* 本文:
--------

ほいじゃけど、念のために言うといたら、悔い改めるっちゅうのは、心の問題の解消であって、そのために、実際に何かをせにゃいけんかっちゅうと、それは一概には言えんわのう。
例えば、上のたとえで言うたら、Aさんが、いまさら、「実は、カンニングして東大に入りました」っちゅうて同僚に告白せにゃいけんのか。
あるいは、Bさんが、これこれでC子さんを口説き落としましたっちゅうて、C子さんに告白せにゃいけんのか。
ちゅうたら、これはまた別の問題じゃのう。
諸行無常ちゅうように、この世は、絶えず変化するもんじゃし、運命はどんどん変わってしまうもんじゃろ。
ほいじゃけん、AさんやBさんが上のようなことをしたところで、いまさら、とりかえしはつかんじゃろう。
ひとそれぞれじゃろうけれども、余計なことはせん方がええのかもしれん。
それはわしには分からんわ。
ほいじゃけど、そんな彼らでも、心の中で反省することぐらいはできるじゃろう。
それを「悔い改める」っちゅうんじゃ。
ときには「過去を生きる」のも悪うはないど。
最後に言うとくわ。
他人の心の琴線にはむやみに触れんように気をつけんさい。
ほいじゃけど、自分の心の琴線には触れられるようになりんさい。

--------

* 課題一覧:
1. 悔い改めについての本文では、「悔い改める」とは何の解消だと言っていますか。
2. 悔い改めについての本文の「ほいじゃけど、念のために言う」から「それはわしには分からんわ。」までを、一字も変えずに全部書き写してください。
3. 悔い改めについての本文に、次の(a)〜(c)が合っているかを「はい」か「いいえ」で答え、決め手になる本文の言葉をそのまま引いてください。(a) この世は絶えず変化するものだと言っている。(b) 悔い改めるには必ず実際に何かをしなければならないと言っている。(c) 他人の心の琴線にむやみに触れないよう気をつけなさいと言っている。

* 資料:
--------

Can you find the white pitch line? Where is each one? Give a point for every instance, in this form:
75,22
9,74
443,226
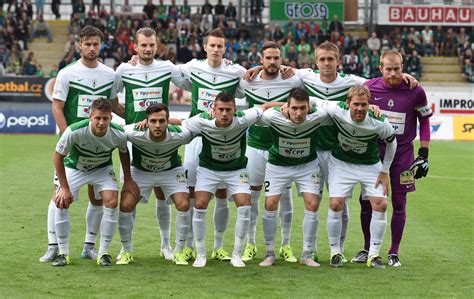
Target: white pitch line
450,177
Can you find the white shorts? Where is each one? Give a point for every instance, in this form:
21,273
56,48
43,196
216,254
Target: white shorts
236,181
323,160
170,181
191,160
129,147
101,179
344,176
306,177
256,165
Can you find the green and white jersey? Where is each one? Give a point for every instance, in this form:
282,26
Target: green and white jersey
85,151
78,86
293,144
223,148
208,82
260,91
146,85
156,156
357,142
334,91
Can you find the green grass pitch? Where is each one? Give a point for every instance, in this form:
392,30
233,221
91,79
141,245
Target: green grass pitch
435,252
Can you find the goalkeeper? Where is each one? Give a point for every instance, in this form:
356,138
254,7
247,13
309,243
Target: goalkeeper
403,107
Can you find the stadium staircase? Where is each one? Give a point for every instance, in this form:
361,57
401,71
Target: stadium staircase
49,54
441,69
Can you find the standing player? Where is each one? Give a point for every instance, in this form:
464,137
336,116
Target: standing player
328,84
75,88
156,163
403,107
293,158
354,160
268,86
146,84
84,156
209,77
222,161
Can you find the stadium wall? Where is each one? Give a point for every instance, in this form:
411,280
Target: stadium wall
25,107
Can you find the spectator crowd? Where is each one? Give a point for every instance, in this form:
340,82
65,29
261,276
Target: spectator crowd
181,28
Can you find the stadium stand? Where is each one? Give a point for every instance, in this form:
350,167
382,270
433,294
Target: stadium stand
181,28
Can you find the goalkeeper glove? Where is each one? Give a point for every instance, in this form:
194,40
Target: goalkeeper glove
420,166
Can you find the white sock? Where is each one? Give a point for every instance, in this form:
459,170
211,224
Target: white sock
345,223
251,236
378,225
199,228
310,230
163,216
190,236
107,229
93,220
269,222
286,216
125,230
63,226
221,220
334,231
183,222
241,228
52,240
314,247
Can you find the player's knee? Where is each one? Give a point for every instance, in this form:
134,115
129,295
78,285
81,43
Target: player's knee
256,188
271,204
182,205
336,205
95,202
221,193
127,206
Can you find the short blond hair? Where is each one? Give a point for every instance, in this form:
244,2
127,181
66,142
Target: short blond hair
358,90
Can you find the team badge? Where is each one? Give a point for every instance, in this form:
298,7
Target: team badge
244,178
390,103
112,175
406,178
181,177
316,178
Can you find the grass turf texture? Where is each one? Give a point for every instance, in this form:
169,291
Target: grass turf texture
435,252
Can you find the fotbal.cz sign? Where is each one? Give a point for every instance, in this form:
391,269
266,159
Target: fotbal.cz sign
26,89
425,15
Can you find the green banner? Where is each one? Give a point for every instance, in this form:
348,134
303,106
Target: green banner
297,9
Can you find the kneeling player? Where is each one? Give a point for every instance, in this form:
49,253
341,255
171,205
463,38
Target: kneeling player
88,145
356,160
156,163
292,158
222,161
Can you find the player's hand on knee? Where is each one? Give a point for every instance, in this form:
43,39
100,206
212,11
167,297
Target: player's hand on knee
132,187
420,166
63,199
385,181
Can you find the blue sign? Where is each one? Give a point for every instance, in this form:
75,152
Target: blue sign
28,121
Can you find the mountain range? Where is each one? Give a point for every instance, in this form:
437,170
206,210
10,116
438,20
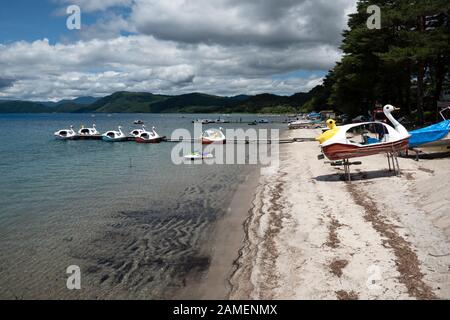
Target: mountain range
143,102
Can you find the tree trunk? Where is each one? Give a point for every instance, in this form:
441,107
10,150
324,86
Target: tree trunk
420,76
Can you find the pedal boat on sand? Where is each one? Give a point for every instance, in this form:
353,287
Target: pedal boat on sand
149,137
432,139
66,134
211,136
114,136
377,138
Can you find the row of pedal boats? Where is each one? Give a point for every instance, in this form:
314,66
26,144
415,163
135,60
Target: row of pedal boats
139,135
210,136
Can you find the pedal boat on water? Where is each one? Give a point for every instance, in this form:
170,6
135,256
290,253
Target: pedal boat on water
66,134
149,137
198,156
215,136
114,136
137,132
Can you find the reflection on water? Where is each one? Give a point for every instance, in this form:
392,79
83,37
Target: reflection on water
134,222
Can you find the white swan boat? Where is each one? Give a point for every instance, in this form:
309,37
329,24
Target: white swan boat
149,137
213,136
66,134
114,136
341,143
198,156
88,132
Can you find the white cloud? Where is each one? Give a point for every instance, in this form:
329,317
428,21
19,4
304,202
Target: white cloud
216,46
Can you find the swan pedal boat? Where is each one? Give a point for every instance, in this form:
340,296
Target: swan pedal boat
214,136
137,132
339,146
66,134
198,156
149,137
114,136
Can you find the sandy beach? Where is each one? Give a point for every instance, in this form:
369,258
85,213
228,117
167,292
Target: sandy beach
310,235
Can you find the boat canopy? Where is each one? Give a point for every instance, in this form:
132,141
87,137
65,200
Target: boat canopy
429,134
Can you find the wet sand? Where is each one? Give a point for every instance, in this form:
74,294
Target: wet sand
227,237
311,235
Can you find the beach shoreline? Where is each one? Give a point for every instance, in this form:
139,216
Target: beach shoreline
310,235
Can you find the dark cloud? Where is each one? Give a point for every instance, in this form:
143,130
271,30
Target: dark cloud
178,46
6,83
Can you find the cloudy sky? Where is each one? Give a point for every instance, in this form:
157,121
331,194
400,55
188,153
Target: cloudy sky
224,47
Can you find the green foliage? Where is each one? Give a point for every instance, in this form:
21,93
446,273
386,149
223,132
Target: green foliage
406,63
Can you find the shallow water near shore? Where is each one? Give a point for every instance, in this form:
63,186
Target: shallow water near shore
133,221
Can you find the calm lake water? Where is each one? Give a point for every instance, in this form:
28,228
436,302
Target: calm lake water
133,221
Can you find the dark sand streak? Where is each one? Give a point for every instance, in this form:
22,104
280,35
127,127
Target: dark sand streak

--------

* 解答:
1. 心の問題の解消です。

2.
ほいじゃけど、念のために言うといたら、悔い改めるっちゅうのは、心の問題の解消であって、そのために、実際に何かをせにゃいけんかっちゅうと、それは一概には言えんわのう。
例えば、上のたとえで言うたら、Aさんが、いまさら、「実は、カンニングして東大に入りました」っちゅうて同僚に告白せにゃいけんのか。
あるいは、Bさんが、これこれでC子さんを口説き落としましたっちゅうて、C子さんに告白せにゃいけんのか。
ちゅうたら、これはまた別の問題じゃのう。
諸行無常ちゅうように、この世は、絶えず変化するもんじゃし、運命はどんどん変わってしまうもんじゃろ。
ほいじゃけん、AさんやBさんが上のようなことをしたところで、いまさら、とりかえしはつかんじゃろう。
ひとそれぞれじゃろうけれども、余計なことはせん方がええのかもしれん。
それはわしには分からんわ。

3.
(a) はい。「この世は、絶えず変化するもんじゃし」
(b) いいえ。「それは一概には言えんわのう」
(c) はい。「他人の心の琴線にはむやみに触れんように気をつけんさい」